It was actually a box-office flop at the time of its release, and only became the Christmas movie classic in the 1970s due to repeated television showings at Christmas-time when its copyright protection slipped and it fell into the public domain in 1974 and TV stations could air it for free. [Republic Pictures restored its copyright claim to the film in 1993, with exclusive video rights to it. Currently, it can be shown only on the NBC-TV network, and its distribution rights belong to Paramount Pictures.]
The film's screenplay (credited as being written by Frances Goodrich, Albert Hackett, and Capra himself, with additional scenes by Jo Swerling) was based on "The Greatest Gift," an original short story first written on a Christmas card by Philip Van Doren Stern. Uncredited for their work on the script were Dorothy Parker, Dalton Trumbo, and Clifford Odets.
It is actually a dark, bittersweet post-war tale of a savings-and-loan manager who struggles against a greedy banker and his own self-doubting nature in a small town. Earnest do-gooder George Bailey (James Stewart) recognizes his life as wonderful and truly rich, even in its humdrum and bleak nature, only after suffering many hardships, mishaps and fateful trials (including compromised dreams of youth to leave the town and seek fame and fortune, other sacrifices, dismay, losses and the threat of financial ruin, and suicide). He is given encouragement by a whimsical, endearing, trainee-angel named Clarence (Henry Travers).
The story turns Dickensian (similar to A Christmas Carol, although told from Bob Cratchit's point-of-view rather than from Scrooge's) when the hysterical, despairing, and melancholy family man is shown what the small town (Bedford Falls, now renamed Pottersville after the town's evil tycoon) would be like without him. It's a frightening, nightmarish, noirish view of the world (at Christmas-time) that brings him back from self-destruction. He returns to the idyllic, small-town world that he left, with renewed faith and confidence in life itself. Hence, the film's title: It's a Wonderful Life.
The plot of the film was copied in the rags-to-riches fantasy storyline (also with a guardian angel played by Michael Caine) of Disney's Mr. Destiny (1990), starring James Belushi, and in Brett Ratner's The Family Man (2000) with Nicolas Cage. The famous "Pottersville" alternate reality scenes were also referenced in Robert Zemeckis' Back to the Future Part II (1989), in which the small town of Hill Valley was transformed into a Las Vegas-like Babylon in 1985, with young Marty McFly (Michael J. Fox) in the role of George Bailey.

> Problem set:
• a. Express the entries from the line containing "of the child's" through the line containing "[(741, 717), (1043, 507), (1285, 358), (894, 412)]" as a Markdown table, with the columns Row and Line, skipping blank lines.
• b. Write the next part of the piece on It's a Wonderful Life, continuing past its final sentence.

> Extracted information:
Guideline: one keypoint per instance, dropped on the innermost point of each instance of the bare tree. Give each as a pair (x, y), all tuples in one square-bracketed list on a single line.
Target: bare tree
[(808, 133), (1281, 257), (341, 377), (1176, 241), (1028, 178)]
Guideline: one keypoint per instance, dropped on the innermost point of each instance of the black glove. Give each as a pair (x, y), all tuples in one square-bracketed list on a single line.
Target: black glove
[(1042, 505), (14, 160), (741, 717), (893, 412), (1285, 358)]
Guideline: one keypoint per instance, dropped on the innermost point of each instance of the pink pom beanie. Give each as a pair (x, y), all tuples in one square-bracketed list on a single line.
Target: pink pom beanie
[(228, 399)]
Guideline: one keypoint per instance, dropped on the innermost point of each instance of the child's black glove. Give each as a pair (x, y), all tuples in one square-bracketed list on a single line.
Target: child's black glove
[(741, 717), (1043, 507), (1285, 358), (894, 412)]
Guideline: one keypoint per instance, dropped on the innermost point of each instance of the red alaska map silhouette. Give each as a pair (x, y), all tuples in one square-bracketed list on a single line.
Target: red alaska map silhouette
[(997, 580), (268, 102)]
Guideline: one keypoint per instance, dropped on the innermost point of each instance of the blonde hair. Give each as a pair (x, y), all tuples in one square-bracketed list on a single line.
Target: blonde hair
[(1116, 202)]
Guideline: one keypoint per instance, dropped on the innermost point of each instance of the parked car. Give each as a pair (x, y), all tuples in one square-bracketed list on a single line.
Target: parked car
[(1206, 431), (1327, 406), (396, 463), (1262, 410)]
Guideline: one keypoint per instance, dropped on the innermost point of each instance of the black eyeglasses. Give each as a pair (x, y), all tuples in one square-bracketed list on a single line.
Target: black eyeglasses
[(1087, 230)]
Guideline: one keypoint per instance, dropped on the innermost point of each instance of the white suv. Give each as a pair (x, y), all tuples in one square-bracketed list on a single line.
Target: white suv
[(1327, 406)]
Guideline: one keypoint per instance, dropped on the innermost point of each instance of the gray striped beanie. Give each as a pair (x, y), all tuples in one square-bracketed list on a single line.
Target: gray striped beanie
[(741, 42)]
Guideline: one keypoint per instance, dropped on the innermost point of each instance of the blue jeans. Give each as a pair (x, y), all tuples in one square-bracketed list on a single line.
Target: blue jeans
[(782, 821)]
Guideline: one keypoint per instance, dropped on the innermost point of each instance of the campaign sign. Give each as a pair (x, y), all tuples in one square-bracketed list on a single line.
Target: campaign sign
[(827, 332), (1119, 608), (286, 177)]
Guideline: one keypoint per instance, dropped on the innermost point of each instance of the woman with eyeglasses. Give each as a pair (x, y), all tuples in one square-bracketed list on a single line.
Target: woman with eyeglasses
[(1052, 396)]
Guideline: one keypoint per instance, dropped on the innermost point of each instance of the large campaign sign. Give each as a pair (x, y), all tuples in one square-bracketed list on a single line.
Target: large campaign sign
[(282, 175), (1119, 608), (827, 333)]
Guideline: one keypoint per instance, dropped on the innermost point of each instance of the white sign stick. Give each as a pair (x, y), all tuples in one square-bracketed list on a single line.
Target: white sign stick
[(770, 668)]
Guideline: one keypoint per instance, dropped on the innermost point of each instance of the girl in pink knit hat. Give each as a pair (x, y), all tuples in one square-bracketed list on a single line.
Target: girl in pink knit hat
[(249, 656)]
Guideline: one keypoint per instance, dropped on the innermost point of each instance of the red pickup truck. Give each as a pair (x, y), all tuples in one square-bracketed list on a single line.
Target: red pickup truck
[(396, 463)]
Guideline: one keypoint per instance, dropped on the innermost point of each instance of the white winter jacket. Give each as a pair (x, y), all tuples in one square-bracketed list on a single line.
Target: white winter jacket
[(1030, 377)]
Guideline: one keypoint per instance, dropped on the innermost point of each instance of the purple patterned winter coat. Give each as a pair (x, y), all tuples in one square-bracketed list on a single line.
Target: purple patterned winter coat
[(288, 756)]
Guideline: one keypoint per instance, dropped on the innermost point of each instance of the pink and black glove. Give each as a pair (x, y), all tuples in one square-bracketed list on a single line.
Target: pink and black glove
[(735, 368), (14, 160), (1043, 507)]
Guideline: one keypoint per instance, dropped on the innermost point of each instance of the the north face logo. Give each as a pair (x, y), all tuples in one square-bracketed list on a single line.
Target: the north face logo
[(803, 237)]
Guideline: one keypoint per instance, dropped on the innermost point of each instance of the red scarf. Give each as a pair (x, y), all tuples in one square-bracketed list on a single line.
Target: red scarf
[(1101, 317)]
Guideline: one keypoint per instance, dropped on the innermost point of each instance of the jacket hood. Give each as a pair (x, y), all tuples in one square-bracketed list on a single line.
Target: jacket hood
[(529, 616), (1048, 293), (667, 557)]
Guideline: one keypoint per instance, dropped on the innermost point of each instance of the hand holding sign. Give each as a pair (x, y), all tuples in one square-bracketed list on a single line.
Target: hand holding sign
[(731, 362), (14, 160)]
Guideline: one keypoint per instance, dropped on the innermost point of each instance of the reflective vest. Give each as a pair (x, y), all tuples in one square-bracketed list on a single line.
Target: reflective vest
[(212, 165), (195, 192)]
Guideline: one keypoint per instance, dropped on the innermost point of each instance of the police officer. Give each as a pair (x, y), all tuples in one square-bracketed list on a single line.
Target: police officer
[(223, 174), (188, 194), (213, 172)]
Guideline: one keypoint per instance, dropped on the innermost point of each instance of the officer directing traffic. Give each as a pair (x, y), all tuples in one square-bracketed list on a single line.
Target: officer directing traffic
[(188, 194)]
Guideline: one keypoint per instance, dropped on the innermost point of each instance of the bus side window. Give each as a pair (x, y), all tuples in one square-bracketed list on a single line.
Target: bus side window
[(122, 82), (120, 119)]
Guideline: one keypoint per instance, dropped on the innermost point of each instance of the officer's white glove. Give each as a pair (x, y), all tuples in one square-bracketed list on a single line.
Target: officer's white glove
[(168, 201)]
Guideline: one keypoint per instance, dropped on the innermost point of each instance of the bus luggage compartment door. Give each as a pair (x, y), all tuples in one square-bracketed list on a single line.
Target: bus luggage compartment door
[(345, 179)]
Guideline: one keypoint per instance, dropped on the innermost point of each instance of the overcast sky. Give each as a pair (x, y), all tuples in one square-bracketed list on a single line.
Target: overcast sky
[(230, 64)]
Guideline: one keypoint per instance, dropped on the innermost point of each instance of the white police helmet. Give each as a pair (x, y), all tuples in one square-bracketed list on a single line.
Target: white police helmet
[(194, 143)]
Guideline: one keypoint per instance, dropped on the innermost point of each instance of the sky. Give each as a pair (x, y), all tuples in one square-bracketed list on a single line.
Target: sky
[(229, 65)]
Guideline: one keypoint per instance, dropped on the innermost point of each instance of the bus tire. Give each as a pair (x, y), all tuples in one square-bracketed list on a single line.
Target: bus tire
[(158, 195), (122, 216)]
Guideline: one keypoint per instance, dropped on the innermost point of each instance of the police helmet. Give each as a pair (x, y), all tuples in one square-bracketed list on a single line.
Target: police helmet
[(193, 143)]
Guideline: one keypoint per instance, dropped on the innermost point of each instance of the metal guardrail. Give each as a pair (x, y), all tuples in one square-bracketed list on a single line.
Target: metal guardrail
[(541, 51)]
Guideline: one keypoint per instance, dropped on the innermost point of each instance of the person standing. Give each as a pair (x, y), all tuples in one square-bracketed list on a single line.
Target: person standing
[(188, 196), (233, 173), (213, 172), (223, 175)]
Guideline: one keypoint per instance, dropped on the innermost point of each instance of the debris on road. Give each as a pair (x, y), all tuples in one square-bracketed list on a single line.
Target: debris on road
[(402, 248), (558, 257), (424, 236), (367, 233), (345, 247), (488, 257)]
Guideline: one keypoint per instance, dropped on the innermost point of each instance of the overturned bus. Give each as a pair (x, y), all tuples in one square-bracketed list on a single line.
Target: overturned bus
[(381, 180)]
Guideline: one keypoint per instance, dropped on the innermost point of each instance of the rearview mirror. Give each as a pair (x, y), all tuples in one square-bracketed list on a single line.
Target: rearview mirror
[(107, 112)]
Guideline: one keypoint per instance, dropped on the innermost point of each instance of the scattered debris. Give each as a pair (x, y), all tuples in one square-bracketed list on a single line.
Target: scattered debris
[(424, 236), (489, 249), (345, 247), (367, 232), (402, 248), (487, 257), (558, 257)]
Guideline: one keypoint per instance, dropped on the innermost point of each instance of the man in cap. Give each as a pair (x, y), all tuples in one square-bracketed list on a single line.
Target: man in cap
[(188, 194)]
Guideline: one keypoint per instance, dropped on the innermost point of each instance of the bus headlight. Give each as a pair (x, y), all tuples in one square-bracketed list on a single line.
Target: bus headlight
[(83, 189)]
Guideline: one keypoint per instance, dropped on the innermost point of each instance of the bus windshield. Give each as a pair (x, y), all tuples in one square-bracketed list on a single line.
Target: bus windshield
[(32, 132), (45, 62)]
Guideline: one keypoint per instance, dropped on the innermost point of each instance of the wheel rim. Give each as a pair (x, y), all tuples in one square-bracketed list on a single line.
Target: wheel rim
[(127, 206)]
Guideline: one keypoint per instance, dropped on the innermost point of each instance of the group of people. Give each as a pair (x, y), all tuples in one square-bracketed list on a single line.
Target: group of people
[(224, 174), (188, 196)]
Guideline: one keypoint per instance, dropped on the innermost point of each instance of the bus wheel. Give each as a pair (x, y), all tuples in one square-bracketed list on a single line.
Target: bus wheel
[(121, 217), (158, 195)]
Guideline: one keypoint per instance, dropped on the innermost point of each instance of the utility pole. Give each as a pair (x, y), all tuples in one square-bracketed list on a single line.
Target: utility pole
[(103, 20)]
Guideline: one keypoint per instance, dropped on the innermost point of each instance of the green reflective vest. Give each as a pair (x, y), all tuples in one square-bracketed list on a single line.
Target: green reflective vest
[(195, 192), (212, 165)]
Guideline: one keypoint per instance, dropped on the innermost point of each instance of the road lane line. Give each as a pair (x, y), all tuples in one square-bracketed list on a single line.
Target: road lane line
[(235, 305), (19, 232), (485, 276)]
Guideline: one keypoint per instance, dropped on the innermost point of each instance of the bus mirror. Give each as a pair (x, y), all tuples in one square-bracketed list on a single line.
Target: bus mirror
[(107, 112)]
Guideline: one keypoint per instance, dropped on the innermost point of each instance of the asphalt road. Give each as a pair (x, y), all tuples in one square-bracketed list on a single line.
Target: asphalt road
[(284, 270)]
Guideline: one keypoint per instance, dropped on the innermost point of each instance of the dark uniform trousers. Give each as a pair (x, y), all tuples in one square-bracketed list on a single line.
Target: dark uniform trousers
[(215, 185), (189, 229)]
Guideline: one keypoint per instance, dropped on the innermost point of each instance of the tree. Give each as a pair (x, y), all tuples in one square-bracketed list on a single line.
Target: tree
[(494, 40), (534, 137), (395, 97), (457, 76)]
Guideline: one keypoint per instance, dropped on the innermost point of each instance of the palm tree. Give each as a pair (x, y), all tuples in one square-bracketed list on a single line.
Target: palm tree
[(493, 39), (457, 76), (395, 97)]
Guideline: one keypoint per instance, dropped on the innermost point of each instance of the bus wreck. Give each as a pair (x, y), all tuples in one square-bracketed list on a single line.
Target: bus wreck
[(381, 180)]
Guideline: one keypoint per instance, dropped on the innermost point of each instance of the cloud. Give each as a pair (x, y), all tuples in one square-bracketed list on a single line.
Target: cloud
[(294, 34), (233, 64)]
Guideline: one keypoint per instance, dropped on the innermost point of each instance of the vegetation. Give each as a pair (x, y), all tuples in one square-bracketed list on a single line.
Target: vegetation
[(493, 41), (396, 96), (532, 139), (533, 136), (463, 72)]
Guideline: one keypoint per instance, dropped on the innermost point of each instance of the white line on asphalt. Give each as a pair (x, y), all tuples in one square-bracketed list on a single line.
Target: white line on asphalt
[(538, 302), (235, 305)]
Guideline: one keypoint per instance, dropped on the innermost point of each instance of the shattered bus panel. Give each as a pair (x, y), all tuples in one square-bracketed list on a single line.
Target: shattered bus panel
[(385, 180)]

> Answer set:
• a.
| Row | Line |
|---|---|
| 1 | Guideline: one keypoint per instance, dropped on the innermost point of each instance of the child's black glove. Give each as a pair (x, y), all tuples in one square-bracketed list on a single line. |
| 2 | Target: child's black glove |
| 3 | [(741, 717), (1043, 507), (1285, 358), (894, 412)] |

• b.
The picture earned five Academy Award nominations: Best Picture, Best Actor (James Stewart in his first film in almost six years), Best Director (Capra), Best Sound Recording and Best Film Editing, but won no Oscars. [Note: It was eclipsed by William Wyler's award-winning The Best Years of Our Lives.]
Plot SynopsisThe film's credits are seen in an illustrated storybook of wintry scenes as the pages turn. As the film opens, the setting is the typical, but imaginary American small town of Bedford Falls, somewhere in New York state, identified by a snow-covered sign: "You are Now in Bedford Falls." It is Christmas Eve. Prayers from friends in Bedford Falls are heard for a man named George Bailey: "I owe everything to George Bailey. Help him dear father." Other voices add to the prayers for a man on the verge of suicide: "Help my son George tonight," and "He never thinks about himself, and God, that's why he's in trouble," and "George is a good guy. Give him a break God." The camera pans over locations in town, identifying where the voices are coming from - Gower Drug Store, Martini's, the local church, one of the homes, Bedford Falls Garage, and George's own home, where his children's voices are heard:
Please God, something's the matter with Daddy. Please bring Daddy back.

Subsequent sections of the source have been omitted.